• [Extrait du document]:
================

Cette instrumentalisation de la Reine comme support de la mode et de la marchandise de luxe doit évidemment se décliner différemment selon les contraintes médiales de chaque étape du recyclage médiatique : livre, film ou exposition. La biographie de Fraser s’emploie à une certaine mise en contexte et, dans une prose assez captivante, elle se livre à des considérations psychologiques sur le tempérament de l’archiduchesse, sa place déterminante dans la famille, son absence de préparation et sa mauvaise compréhension du rôle historique des reines de France (encore ici, le parallèle avec le couple britannique de Charles et Diana s’impose puisque Marie-Antoinette est aussi coupable d’avoir plus de panache et d’attirer davantage l’attention que son auguste mari). La forme narrative de la biographie impose un long parcours qui nous entraîne de la cour de Vienne à celle de Versailles puis, à travers l’incarcération de la Reine, jusqu’à son dernier jour. C’est le sens du « voyage », de ce journey inscrit dans le titre de la biographie de Fraser.

Pourtant, prolongeant des observations fragmentaires déjà initiées dans La Reine scélérate, l’ouvrage de Chantal Thomas consacré à la réception pamphlétaire de Marie-Antoinette[7], Antonia Fraser porte une grande attention aux artefacts laissés par la Reine et elle s’arrête notamment au rôle du vêtement et de la mode chez Marie-Antoinette (bien davantage qu’aux somptueuses dépenses de bijoux : à peine une quinzaine de pages sur la rocambolesque « affaire du collier »)[8]. Fraser souligne les efforts qu’elle a dû déployer et les embûches qu’elle a rencontrées avant de pouvoir consulter aux Archives nationales la Gazette des atours de la Reine. Elle nous confie avoir vu les traces de piqûres d’épingles laissées par Marie-Antoinette afin de marquer les toilettes choisies dans le catalogue de sa garde-robe, lequel comprenait un échantillon de l’étoffe de chaque tenue disponible. (C’est à Caroline Weber toutefois que revient l’honneur d’être retournée à la Gazette des atours afin de poursuivre la piste investie par Antonia Fraser en étudiant cette fois l’instrumentalisation politique du vêtement chez Marie-Antoinette, de même que les conséquences économiques désastreuses de ses choix pour l’industrie textile lyonnaise[9].) Fraser décrit plusieurs toilettes de la Reine et résiste à la tentation d’exagérer son bon goût afin de souligner plutôt que la simplification du costume et l’amour du naturel, si choquants à la cour de France, s’imposaient un peu partout en Europe au même moment.

================

• [Exercice court 1]:
D'après l'extrait, quel document Antonia Fraser a-t-elle eu du mal à consulter aux Archives nationales ?
Cette liste n'a aucun rapport avec l'extrait.

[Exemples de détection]
================

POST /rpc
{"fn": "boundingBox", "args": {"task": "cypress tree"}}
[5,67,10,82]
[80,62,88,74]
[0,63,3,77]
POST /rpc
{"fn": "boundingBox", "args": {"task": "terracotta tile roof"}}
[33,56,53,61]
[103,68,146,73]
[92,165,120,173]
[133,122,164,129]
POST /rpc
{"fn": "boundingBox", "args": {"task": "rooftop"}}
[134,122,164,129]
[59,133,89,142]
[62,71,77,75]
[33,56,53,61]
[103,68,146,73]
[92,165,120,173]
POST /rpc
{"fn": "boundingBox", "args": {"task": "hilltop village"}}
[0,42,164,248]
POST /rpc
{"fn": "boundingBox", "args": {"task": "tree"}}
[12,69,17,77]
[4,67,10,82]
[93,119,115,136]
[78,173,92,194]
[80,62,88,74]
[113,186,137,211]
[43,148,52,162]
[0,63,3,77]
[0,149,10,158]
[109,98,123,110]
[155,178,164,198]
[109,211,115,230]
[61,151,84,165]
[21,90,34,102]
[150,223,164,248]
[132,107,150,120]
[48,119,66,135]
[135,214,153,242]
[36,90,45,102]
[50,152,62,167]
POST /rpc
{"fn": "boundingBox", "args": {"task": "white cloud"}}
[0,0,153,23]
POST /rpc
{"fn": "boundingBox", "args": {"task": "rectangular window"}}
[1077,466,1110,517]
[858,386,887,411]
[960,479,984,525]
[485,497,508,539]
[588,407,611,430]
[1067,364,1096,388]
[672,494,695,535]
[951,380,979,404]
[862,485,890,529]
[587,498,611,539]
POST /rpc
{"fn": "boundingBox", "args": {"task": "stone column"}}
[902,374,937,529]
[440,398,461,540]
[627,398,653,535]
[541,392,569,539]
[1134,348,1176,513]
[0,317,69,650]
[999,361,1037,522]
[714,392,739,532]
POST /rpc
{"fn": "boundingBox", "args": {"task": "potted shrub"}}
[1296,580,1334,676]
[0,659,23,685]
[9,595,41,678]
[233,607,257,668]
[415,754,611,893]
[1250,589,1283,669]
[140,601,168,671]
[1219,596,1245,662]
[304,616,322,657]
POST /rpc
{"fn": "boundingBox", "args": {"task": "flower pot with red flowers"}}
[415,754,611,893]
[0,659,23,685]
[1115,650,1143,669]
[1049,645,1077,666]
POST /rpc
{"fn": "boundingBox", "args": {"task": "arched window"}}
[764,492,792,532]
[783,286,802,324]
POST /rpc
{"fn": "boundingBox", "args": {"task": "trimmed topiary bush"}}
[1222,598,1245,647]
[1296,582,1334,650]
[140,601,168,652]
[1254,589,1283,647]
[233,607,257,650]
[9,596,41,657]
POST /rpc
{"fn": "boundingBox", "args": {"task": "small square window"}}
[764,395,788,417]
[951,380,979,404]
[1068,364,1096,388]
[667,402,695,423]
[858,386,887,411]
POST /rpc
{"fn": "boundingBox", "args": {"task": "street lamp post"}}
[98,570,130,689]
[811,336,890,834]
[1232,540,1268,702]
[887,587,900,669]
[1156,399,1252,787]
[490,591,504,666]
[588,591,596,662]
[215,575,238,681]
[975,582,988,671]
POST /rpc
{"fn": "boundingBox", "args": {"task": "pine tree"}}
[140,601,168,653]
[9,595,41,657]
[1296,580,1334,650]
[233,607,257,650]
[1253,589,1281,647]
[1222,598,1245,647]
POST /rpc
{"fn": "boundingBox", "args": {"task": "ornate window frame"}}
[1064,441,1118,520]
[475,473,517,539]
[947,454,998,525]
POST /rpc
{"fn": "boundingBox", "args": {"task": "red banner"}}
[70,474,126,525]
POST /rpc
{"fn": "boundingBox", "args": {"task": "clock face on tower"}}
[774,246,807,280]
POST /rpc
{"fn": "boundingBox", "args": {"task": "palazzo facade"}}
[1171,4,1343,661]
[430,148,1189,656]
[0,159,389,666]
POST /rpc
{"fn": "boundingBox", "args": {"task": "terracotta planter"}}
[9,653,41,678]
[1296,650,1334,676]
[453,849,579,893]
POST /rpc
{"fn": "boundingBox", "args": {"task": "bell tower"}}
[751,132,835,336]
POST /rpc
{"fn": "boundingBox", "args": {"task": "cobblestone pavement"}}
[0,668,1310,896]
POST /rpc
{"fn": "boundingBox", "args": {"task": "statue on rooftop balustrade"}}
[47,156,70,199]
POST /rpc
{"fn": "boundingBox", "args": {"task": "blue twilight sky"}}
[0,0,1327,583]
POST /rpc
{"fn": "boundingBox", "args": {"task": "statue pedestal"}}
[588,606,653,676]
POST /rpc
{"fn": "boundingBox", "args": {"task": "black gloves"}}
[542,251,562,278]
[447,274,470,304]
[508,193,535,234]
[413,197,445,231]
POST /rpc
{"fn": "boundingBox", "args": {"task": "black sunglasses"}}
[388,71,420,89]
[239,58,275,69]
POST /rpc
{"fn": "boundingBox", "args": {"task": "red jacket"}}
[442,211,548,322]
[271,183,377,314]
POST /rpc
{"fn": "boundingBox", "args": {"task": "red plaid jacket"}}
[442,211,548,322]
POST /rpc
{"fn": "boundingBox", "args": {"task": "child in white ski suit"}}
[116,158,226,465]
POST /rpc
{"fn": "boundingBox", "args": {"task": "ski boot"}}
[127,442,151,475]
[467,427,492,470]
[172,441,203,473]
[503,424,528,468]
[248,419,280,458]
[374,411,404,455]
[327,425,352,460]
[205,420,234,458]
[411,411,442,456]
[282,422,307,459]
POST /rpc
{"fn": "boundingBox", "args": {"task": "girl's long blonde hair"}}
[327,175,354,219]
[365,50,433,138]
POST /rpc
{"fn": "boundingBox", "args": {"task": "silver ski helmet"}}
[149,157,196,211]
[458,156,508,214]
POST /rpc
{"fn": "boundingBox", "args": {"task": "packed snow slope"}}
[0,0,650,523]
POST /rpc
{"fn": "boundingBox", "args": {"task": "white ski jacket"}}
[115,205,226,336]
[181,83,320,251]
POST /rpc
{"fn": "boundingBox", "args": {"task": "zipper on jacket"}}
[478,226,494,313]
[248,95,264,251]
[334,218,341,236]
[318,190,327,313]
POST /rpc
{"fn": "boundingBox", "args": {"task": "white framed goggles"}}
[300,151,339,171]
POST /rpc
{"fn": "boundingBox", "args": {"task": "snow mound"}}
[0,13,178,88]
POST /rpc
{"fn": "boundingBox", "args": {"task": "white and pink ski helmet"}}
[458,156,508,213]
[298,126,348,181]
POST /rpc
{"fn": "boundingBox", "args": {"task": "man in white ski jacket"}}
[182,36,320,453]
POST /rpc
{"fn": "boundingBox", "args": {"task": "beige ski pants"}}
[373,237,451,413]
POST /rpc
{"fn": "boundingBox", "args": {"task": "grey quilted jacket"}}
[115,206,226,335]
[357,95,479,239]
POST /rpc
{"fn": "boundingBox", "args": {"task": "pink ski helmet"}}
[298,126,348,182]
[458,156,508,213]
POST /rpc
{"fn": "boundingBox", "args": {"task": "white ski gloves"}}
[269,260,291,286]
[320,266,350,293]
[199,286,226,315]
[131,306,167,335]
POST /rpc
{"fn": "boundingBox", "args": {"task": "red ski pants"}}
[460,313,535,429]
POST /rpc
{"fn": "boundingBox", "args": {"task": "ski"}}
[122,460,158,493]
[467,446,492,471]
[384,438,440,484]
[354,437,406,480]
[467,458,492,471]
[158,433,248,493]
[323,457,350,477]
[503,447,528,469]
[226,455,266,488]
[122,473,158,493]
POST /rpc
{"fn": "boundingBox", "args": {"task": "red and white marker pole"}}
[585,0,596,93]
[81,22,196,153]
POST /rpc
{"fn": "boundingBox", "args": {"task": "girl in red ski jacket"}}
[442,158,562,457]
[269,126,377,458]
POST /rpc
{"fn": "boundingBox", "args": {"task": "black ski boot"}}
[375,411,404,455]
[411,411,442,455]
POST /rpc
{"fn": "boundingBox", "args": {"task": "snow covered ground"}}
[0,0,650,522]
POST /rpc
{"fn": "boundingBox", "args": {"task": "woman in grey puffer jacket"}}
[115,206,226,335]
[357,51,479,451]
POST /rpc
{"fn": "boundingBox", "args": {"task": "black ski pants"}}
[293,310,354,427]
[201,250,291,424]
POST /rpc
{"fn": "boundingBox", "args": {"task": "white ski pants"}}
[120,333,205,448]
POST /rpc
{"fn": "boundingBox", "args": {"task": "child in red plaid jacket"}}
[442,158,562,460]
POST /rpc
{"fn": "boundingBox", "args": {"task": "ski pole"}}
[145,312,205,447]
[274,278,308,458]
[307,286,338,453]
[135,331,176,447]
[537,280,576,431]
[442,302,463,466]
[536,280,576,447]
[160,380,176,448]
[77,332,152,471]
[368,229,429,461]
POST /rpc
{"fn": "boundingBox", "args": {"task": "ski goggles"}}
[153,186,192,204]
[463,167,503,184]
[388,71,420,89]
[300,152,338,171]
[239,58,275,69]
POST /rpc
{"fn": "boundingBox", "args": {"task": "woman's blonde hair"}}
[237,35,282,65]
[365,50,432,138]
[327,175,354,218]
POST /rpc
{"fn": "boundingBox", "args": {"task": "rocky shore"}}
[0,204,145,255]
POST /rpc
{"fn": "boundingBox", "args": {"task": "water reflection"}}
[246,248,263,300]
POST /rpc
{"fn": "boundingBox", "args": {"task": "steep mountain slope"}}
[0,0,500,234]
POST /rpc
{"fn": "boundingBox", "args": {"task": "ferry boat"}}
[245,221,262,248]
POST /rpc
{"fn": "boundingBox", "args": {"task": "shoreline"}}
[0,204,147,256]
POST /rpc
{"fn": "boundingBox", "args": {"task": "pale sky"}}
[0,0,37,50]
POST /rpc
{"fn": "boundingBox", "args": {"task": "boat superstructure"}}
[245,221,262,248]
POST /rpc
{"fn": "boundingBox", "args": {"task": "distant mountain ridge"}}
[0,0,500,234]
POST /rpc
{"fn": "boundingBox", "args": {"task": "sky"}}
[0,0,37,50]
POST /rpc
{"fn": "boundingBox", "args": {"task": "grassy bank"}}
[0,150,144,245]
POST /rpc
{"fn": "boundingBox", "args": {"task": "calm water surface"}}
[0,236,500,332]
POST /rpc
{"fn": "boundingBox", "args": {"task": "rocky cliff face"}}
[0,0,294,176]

================

• [Exercice court 2]:
Dans la liste, remplacez « stone column » par « marble column » sur les lignes allant du début de la liste jusqu'à celle qui contient « [714,392,739,532] », toutes deux incluses. Recopiez uniquement ces lignes, sans autre modification.

• [Réponse 1]:
La Gazette des atours de la Reine.

• [Réponse 2]:
POST /rpc
{"fn": "boundingBox", "args": {"task": "cypress tree"}}
[5,67,10,82]
[80,62,88,74]
[0,63,3,77]
POST /rpc
{"fn": "boundingBox", "args": {"task": "terracotta tile roof"}}
[33,56,53,61]
[103,68,146,73]
[92,165,120,173]
[133,122,164,129]
POST /rpc
{"fn": "boundingBox", "args": {"task": "rooftop"}}
[134,122,164,129]
[59,133,89,142]
[62,71,77,75]
[33,56,53,61]
[103,68,146,73]
[92,165,120,173]
POST /rpc
{"fn": "boundingBox", "args": {"task": "hilltop village"}}
[0,42,164,248]
POST /rpc
{"fn": "boundingBox", "args": {"task": "tree"}}
[12,69,17,77]
[4,67,10,82]
[93,119,115,136]
[78,173,92,194]
[80,62,88,74]
[113,186,137,211]
[43,148,52,162]
[0,63,3,77]
[0,149,10,158]
[109,98,123,110]
[155,178,164,198]
[109,211,115,230]
[61,151,84,165]
[21,90,34,102]
[150,223,164,248]
[132,107,150,120]
[48,119,66,135]
[135,214,153,242]
[36,90,45,102]
[50,152,62,167]
POST /rpc
{"fn": "boundingBox", "args": {"task": "white cloud"}}
[0,0,153,23]
POST /rpc
{"fn": "boundingBox", "args": {"task": "rectangular window"}}
[1077,466,1110,517]
[858,386,887,411]
[960,479,984,525]
[485,497,508,539]
[588,407,611,430]
[1067,364,1096,388]
[672,494,695,535]
[951,380,979,404]
[862,485,890,529]
[587,498,611,539]
POST /rpc
{"fn": "boundingBox", "args": {"task": "marble column"}}
[902,374,937,529]
[440,398,461,540]
[627,398,653,535]
[541,392,569,539]
[1134,348,1176,513]
[0,317,69,650]
[999,361,1037,522]
[714,392,739,532]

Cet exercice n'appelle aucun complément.